[The task] Return the passage of the Angels–Orioles game report from "All this, plus" to "for a rout.", copied word for word.

[Excerpted passage]
»»
It will take more than one game for the Angels to exorcise the hex of the Baltimore Orioles. Such historical residue as the 1979 American League playoffs, the Angels' 68-108 record at Memorial Stadium and Scott McGregor's 20-7 hold over California can't be washed away in nine mere innings.
But for the time being, the Angels' 10-1 victory over Baltimore Tuesday night at Anaheim Stadium will do.
Don Sutton and Donnie Moore purged some ugly memories by combining to three-hit the Orioles before a crowd of 24,636.
Sutton and Moore were the part of the pitching combination that let a 7-3 Angel lead slip away at Baltimore two weeks ago--a loss that whittled the Angels' lead over the Texas Rangers to a nervous three games and proved a stern test of Angel will.
Brian Downing, a career .214 hitter against the Orioles, led a 10-hit Angel attach by hitting a home run and a double off Mike Flanagan (7-9) and driving in two runs with a single off Rich Bordi.
All this, plus a home run by rookie Mark Ryal in his first Angel at-bat, earned the Angels a measure of payback to the Orioles for roughing up Mike Witt in Monday's 9-3 Baltimore victory. A rout for a rout.
And when the Angels looked up, they found themselves 6 1/2 games ahead of the Rangers in the AL West--seven games up in the loss column.
That's the Angels' largest first-place lead of the season--and a tie for the largest first-place lead in the franchise's history. Last year, the Angels held a 6 1/2-game advantage over Kansas City at the All-Star break.
The Royals ended up winning the division, which may explain why the Angels weren't showing much emotion in the clubhouse late Tuesday night.
"There's nothing to get too excited about yet," Downing said. "There's some 30 games left. We haven't even gotten into the stretch drive yet.
"It's still business as usual. We can't get too high at this time of year. We have a lot of big games before we get to play Texas."
These games, however, rank among the season's biggest for the Angels. On Aug. 19, the Angels began a three-week stretch in which they would face nothing but traditional AL East powers--Detroit, Baltimore and New York.
««
[Records provided]
»»
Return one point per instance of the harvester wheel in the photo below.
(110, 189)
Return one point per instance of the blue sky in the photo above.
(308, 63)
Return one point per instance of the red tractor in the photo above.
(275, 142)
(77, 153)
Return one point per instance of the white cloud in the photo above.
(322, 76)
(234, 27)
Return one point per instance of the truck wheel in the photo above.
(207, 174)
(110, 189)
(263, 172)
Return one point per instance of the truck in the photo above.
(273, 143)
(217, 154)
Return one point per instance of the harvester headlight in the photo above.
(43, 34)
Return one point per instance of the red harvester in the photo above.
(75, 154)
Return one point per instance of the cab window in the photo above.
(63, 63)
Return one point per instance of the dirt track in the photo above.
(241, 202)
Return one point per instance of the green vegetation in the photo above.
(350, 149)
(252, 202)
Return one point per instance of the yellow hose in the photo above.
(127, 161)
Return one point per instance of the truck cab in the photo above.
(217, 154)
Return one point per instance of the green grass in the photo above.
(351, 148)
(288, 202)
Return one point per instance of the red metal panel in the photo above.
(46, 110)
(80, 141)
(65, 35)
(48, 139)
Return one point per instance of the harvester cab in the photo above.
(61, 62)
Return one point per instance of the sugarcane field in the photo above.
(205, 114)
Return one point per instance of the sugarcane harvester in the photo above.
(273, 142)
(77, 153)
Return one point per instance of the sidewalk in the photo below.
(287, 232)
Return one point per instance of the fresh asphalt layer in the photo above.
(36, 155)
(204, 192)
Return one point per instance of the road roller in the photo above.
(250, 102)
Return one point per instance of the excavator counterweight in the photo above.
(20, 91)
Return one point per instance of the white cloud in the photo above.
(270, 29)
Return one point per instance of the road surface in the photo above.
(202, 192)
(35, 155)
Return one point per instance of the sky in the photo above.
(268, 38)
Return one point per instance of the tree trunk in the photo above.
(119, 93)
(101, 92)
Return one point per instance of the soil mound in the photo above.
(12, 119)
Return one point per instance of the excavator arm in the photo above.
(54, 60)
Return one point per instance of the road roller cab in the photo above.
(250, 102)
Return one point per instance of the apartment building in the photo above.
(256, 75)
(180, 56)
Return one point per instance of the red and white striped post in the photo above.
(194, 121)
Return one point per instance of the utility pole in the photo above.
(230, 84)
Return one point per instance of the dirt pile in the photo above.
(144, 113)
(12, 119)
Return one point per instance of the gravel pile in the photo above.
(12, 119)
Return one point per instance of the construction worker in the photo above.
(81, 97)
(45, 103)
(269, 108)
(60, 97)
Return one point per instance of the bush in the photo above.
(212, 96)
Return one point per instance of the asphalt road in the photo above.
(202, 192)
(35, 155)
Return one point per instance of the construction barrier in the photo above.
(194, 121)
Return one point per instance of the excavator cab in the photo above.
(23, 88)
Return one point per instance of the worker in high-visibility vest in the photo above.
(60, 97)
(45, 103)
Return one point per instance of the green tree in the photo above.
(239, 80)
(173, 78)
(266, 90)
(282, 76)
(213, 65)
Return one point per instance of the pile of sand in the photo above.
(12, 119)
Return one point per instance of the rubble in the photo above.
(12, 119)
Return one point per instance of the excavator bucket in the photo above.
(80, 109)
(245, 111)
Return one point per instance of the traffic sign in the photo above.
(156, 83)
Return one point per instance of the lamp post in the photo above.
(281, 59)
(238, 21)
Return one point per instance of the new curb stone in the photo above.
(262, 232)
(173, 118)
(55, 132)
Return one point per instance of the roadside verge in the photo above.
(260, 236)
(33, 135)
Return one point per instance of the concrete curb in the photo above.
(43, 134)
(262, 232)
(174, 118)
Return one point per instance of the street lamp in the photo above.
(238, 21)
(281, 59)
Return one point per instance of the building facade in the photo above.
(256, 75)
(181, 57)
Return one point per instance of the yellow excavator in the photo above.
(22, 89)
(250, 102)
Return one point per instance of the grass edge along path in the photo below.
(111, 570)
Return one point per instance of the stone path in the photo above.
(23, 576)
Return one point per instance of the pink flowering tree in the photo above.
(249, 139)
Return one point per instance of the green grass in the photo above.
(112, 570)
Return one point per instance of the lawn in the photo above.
««
[Answer space]
All this, plus a home run by rookie Mark Ryal in his first Angel at-bat, earned the Angels a measure of payback to the Orioles for roughing up Mike Witt in Monday's 9-3 Baltimore victory. A rout for a rout.